__Source document__
Karen Childress-Evans is the classically trained violist, who joined in April 2015. “Karen will go home and work on stuff on her own. She writes it all out and brings a score with her to the next rehearsal, along with excitement, ‘Hey, you’re gonna die when you hear what I’ve got on this piece!’”

The newcomer is Alberto (Berto) Gonzalez, who has been playing stand-up bass for just under two years. He overcomes this inexperience with a spiritual sense and hard work. The band helps put together the arrangements, putting final form to her compositions.

“Every member of this band is so willing to work and collaborate and get to what’s best for each song. They are such a joy. When we play together, when we create together, it is the most intimate of relationships, almost like one united soul pressing upward and outward.” Lollis adds, “I just love, love, love what I am doing and love what the band is doing!”

The dinner hour approaches at DiMille’s Italian restaurant in Normal Heights, on a perfect, balmy 75-degree evening after several warm and humid days. The patio outside is flanked with palm trees and in the corner, three microphones are set up in front of a small stack of amps, and the four members of Enter the Blue Sky wrap up a sound check. Their sound will be augmented tonight by the sounds of the street. Thirty feet away, buses rumble by on Adams Avenue, cars ignore the 25 MPH limit, and two pedestrian signals at the corner of 35th Street variously chirp and beep as if competing for attention.

The pizza is good, and the first song is “Shopping,” a snapshot of the band: Lollis plays acoustic guitar and has a powerful beacon of a voice, which the band frames, and there are stories being told. The lyrics stand out on “Hold On,” “Let’s shut out the darkness/ And try to stay warm.” The band moves confidently through the first set, with several breakup ballads and the occasional storyboard of a tragedy, while a young boy sitting nearby is staring at the band, speechless, transfixed.

__Goal of the exercise__
In the band profile above, what instrument does Alberto (Berto) Gonzalez play?

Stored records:
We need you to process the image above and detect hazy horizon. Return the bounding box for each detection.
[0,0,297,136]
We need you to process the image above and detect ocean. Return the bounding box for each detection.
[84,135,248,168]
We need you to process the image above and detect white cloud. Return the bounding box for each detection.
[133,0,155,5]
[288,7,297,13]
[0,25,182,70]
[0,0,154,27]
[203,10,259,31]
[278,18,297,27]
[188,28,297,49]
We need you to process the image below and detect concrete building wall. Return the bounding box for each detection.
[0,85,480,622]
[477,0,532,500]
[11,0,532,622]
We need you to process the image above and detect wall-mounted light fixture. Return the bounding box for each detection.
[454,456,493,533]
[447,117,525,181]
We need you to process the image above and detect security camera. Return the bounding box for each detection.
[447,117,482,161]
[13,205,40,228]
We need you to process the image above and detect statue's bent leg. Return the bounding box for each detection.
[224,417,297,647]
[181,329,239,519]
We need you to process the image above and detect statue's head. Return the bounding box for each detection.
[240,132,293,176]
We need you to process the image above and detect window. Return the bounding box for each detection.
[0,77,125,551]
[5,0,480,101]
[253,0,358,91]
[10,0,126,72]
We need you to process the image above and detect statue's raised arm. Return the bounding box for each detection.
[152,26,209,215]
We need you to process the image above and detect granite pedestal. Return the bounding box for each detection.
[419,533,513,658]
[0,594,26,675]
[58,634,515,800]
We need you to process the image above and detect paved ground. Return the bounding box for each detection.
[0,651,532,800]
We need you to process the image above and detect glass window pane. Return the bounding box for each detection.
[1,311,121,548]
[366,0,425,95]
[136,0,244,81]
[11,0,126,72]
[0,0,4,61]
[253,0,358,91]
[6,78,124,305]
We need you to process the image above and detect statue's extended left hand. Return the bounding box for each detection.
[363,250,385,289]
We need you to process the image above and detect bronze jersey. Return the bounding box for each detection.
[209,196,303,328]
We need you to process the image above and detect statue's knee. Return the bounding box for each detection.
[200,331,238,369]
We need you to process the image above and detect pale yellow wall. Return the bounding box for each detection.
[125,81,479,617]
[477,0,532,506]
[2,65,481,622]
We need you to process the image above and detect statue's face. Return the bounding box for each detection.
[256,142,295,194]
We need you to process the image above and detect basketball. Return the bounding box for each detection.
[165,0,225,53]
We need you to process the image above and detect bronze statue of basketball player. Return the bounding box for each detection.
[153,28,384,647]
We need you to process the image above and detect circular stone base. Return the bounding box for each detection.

__Response to this exercise__
Stand-up bass.